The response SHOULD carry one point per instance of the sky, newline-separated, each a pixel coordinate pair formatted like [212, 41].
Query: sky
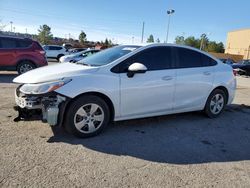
[121, 21]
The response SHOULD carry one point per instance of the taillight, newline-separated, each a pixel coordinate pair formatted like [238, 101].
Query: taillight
[234, 72]
[41, 52]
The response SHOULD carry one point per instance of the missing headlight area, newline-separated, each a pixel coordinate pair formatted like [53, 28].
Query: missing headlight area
[43, 107]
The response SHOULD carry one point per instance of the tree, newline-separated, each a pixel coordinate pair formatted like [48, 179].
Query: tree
[215, 47]
[210, 46]
[44, 34]
[106, 42]
[82, 37]
[192, 41]
[150, 38]
[179, 40]
[2, 26]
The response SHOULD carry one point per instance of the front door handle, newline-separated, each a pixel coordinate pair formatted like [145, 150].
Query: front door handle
[167, 78]
[207, 73]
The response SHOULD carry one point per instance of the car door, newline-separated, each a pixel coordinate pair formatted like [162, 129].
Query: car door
[8, 49]
[194, 79]
[151, 92]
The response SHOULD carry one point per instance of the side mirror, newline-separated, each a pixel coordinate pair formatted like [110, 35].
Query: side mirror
[136, 68]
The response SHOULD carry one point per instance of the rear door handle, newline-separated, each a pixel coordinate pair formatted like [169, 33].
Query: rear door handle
[166, 78]
[207, 73]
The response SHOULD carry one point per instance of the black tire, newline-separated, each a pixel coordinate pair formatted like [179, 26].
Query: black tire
[72, 116]
[59, 56]
[209, 108]
[25, 66]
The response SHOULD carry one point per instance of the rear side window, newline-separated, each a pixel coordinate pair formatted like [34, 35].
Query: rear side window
[208, 61]
[6, 43]
[24, 43]
[190, 58]
[55, 48]
[155, 58]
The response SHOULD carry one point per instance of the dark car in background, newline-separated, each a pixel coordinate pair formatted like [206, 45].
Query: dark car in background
[76, 50]
[20, 54]
[242, 67]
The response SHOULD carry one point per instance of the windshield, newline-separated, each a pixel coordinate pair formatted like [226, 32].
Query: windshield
[107, 56]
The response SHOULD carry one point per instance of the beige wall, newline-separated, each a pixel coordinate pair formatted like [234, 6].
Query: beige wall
[238, 43]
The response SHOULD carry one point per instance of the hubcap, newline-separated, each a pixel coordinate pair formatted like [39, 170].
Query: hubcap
[25, 68]
[217, 104]
[89, 118]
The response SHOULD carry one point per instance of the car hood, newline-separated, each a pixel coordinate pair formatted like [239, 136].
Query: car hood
[237, 65]
[54, 72]
[70, 56]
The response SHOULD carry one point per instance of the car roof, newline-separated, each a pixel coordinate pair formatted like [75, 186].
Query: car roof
[15, 37]
[53, 45]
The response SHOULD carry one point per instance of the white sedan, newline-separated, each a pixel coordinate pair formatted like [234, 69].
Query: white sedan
[126, 82]
[78, 56]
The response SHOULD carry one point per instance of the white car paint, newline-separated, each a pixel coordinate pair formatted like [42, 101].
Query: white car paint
[149, 94]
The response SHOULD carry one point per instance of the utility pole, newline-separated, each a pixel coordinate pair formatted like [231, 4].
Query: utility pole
[202, 40]
[248, 52]
[142, 34]
[11, 26]
[169, 12]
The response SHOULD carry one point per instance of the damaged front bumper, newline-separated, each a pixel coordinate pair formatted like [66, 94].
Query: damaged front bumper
[47, 107]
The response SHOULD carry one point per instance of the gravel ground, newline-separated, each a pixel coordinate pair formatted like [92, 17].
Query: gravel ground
[170, 151]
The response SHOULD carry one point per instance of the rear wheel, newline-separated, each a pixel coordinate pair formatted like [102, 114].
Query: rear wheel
[87, 116]
[59, 56]
[216, 103]
[25, 66]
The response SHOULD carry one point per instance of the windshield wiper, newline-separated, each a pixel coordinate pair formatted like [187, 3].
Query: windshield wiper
[82, 63]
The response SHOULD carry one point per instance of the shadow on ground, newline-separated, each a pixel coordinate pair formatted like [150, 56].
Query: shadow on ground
[7, 77]
[187, 138]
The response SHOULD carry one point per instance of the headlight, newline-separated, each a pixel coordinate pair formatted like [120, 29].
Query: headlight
[42, 88]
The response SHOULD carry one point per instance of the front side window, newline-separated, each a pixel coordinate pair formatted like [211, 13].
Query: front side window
[108, 56]
[8, 43]
[188, 58]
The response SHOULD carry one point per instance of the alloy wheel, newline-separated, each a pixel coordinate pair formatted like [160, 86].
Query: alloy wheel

> [TASK STATEMENT]: Output every line of the entries above as a JSON list of strings, one string per line, with blank lines omitted. Leave the pictures out of the list.

> [SOLUTION]:
[
  "The response SHOULD carry one point per instance of the sky, newline-separated, each a pixel coordinate pair formatted like [212, 41].",
  "Query: sky",
  "[121, 21]",
  "The response SHOULD carry one point per instance of the taillight, newline-separated, each a pixel coordinate pair formatted like [238, 101].",
  "Query: taillight",
  "[234, 72]",
  "[41, 52]",
  "The response SHOULD carry one point per instance of the missing headlight area, newline-separated, each a pixel coordinate pair formatted like [53, 28].",
  "Query: missing headlight area",
  "[43, 107]",
  "The response SHOULD carry one point per instance of the tree, newline-separated, each a pixel coordinate pair formatted like [48, 179].",
  "Query: tree",
  "[215, 47]",
  "[210, 46]",
  "[44, 34]",
  "[106, 42]",
  "[82, 37]",
  "[192, 41]",
  "[150, 38]",
  "[179, 40]",
  "[2, 26]",
  "The response SHOULD carry one point per instance of the front door handle, newline-separated, each a pixel coordinate pair formatted like [145, 150].",
  "Query: front door handle",
  "[167, 78]",
  "[207, 73]",
  "The response SHOULD carry one point per instance of the car door, newline-separated, each a pixel coordinate pair formatted like [162, 129].",
  "Query: car door",
  "[8, 49]",
  "[194, 79]",
  "[151, 92]",
  "The response SHOULD carry one point per instance of the side mirror, newline-separated, each a pixel coordinate pair formatted like [110, 35].",
  "Query: side mirror",
  "[136, 68]",
  "The response SHOULD carry one point per instance of the rear door handle, newline-separated, each a pixel coordinate pair formatted like [169, 33].",
  "Query: rear door handle",
  "[166, 78]",
  "[207, 73]",
  "The response SHOULD carry one point per instance of the black tire, newline-separated, each a pixel coordinate pair formatted like [179, 26].",
  "Query: black tire",
  "[72, 116]",
  "[59, 56]",
  "[209, 108]",
  "[25, 66]",
  "The response SHOULD carry one point per instance of the rear side window, newline-separated, each a pixel coordinate pair formatted like [34, 35].",
  "Query: rear side window",
  "[208, 61]",
  "[6, 43]",
  "[24, 43]",
  "[190, 58]",
  "[55, 48]",
  "[155, 58]",
  "The response SHOULD carry one point per instance of the dark car in background, newline-separated, each a pixel coordinate pair formatted like [206, 45].",
  "Query: dark car in background",
  "[76, 50]",
  "[20, 54]",
  "[242, 67]",
  "The response SHOULD carry one point per instance of the windshield, newline-separated, each a pixel coordinate pair formatted like [226, 32].",
  "Query: windshield",
  "[107, 56]",
  "The response SHOULD carry one point per instance of the beige wall, newline-separated, each a pixel coordinate pair formatted like [234, 6].",
  "Query: beige wall",
  "[238, 43]",
  "The response SHOULD carry one point per instance of the hubcap, newline-separated, each a pixel coordinate pair formatted like [39, 170].",
  "Query: hubcap",
  "[25, 68]",
  "[217, 104]",
  "[89, 118]",
  "The response SHOULD carry one point per instance of the car hood, newline-separated, each a pixel coordinate pair formatted like [239, 136].",
  "Query: car hood",
  "[237, 65]",
  "[54, 72]",
  "[70, 56]",
  "The response SHOULD carry one point per instance of the car roof, newline-separated, each a pixel coordinate pair formatted like [75, 186].",
  "Query: car roof",
  "[15, 37]",
  "[53, 45]",
  "The response SHOULD carry one point per instance of the white sedan, newline-separated, each a pixel coordinate pair formatted like [234, 69].",
  "Query: white sedan",
  "[126, 82]",
  "[78, 56]",
  "The response SHOULD carry one point per instance of the white car paint, newline-separated, each a pixel coordinate pair formatted like [42, 101].",
  "Query: white car paint",
  "[149, 94]",
  "The response SHOULD carry one point per instance of the utility pole, newline-separated, each a pixel coordinate pair formatted like [231, 4].",
  "Query: utility pole",
  "[202, 40]",
  "[248, 52]",
  "[142, 34]",
  "[11, 26]",
  "[169, 12]",
  "The response SHOULD carry one point per instance of the damaged front bumper, newline-separated, each a pixel coordinate pair formatted like [66, 94].",
  "Query: damaged front bumper",
  "[47, 107]",
  "The response SHOULD carry one point per instance of the gravel ground, newline-separated, each a pixel coordinate pair formatted like [92, 17].",
  "Query: gravel ground",
  "[170, 151]",
  "The response SHOULD carry one point per instance of the rear wheel, newline-separated, each a pixel coordinate pair formatted like [102, 114].",
  "Query: rear wheel",
  "[87, 116]",
  "[59, 56]",
  "[216, 103]",
  "[25, 66]",
  "The response SHOULD carry one point per instance of the windshield wiper, newline-separated, each a pixel coordinate pair formatted like [187, 3].",
  "Query: windshield wiper",
  "[82, 63]",
  "The response SHOULD carry one point per instance of the shadow on ground, newline-separated, each a pixel coordinate pair formatted like [150, 56].",
  "Query: shadow on ground",
  "[7, 77]",
  "[187, 138]",
  "The response SHOULD carry one point per instance of the headlight, newline-separated, each a pixel coordinate pair formatted like [120, 29].",
  "Query: headlight",
  "[42, 88]",
  "The response SHOULD carry one point per instance of the front side window, newline-separated, each a pixel coordinate pair formatted like [211, 13].",
  "Query: front side window",
  "[108, 56]",
  "[8, 43]",
  "[188, 58]",
  "The response SHOULD carry one point per instance of the alloy wheel, newline-separated, each a pixel coordinate pair formatted like [160, 86].",
  "Query: alloy wheel"
]